▶ [Quoted passage]:

- - - - -

Any other explanation of the reasons for the administration of the punishment of stoning to death (even the one which you have suggested in your last paragraph), which does not alter the implication of the Qur’anic directive and does not contradict the Qur’anic directive regarding the restriction of the death sentence to murder and cases of Fasaad fi al-Ardh (and preferably is also one, which makes the punishment implemented by the Prophet (pbuh) to be based on a Qur’anic directive) would, indeed, be worth considering. Nevertheless, I believe it is worth mentioning here that the explanation that you have suggested is based on an important presumption, i.e. “in the absence of a law in the Qur’an sometimes the Holy Prophet used to follow the Musavi fiqah2, which [the] Jews observed”. I really think that for this particular explanation to deserve any consideration, this presumption needs to be fully established. Unless this presumption is fully established and accepted as a fact, the explanation that is based on this presumption would remain quite questionable and one based on conjecture. Moreover, it should also be remembered that the Qur’anic directive of restricting the death sentence to cases of murder and Fasaad fi al-Ardh alone (Al-Maaidah 5: 32), as is clear from the words of the referred verse, was a part of the Musavi Shari`ah as well. Thus, even if it is presumed that the Prophet (pbuh) administered the punishment according to the Jewish laws, the crime still has to fall under the two stipulated categories of either murder or fasaad fi al-ardh.

- - - - -

▶ [Given information]:
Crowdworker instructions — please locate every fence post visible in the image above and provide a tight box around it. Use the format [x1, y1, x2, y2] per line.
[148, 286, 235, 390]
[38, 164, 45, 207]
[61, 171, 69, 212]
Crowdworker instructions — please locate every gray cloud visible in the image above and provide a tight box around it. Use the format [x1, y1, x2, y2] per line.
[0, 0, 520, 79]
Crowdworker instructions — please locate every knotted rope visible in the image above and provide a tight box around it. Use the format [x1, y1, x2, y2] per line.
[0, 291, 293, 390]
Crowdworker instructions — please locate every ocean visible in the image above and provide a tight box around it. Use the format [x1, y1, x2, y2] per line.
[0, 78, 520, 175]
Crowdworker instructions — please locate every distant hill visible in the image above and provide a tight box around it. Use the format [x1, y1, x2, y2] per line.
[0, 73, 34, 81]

- - - - -

▶ [Problem set]:
a – Rewrite the records from the line containing "Crowdworker instructions — please locate every ocean" through the end of the records, replacing "tight box" with "close-fitting box" and leaving everything else unchanged.
b – Continue the passage on stoning and the Qur'anic restriction of the death sentence, starting after its final sentence.
The records are unrelated to the passage on stoning and the Qur'anic limits on the death sentence.

▶ [The responses]:
a –
Crowdworker instructions — please locate every ocean visible in the image above and provide a close-fitting box around it. Use the format [x1, y1, x2, y2] per line.
[0, 78, 520, 175]
Crowdworker instructions — please locate every distant hill visible in the image above and provide a close-fitting box around it. Use the format [x1, y1, x2, y2] per line.
[0, 73, 34, 81]

b –
You write:
What I thought was lacking in his argument is that he has not substantiated his argument from the facts of history. From the details of the cases of persons who were given the punishment of ‘Rajam‘ by the Holy Prophet can’t we know about their character? Does the traditions relating to the incident give any evidence that these people were in fact involved in of one of the above-mentioned crimes which come under spreading ‘fasaad‘ in the society?
If you would take a close look at pages 52 to 81 of the referred book3 of my Ustaz, you shall see that in these pages, the author has commented on the information of the cases of rajam, as it has been reported in the narratives. The basic theme of these comments is that the information given in these narratives regarding a number of aspects of the crime as well as the criminal is not detailed enough for us to derive any conclusions on the basis of these narratives. Thus, we are left with no option but to look at the incident in the light of the Qur’anic directives and try to fill in the information blanks, which exist in these narratives.
I hope this helps.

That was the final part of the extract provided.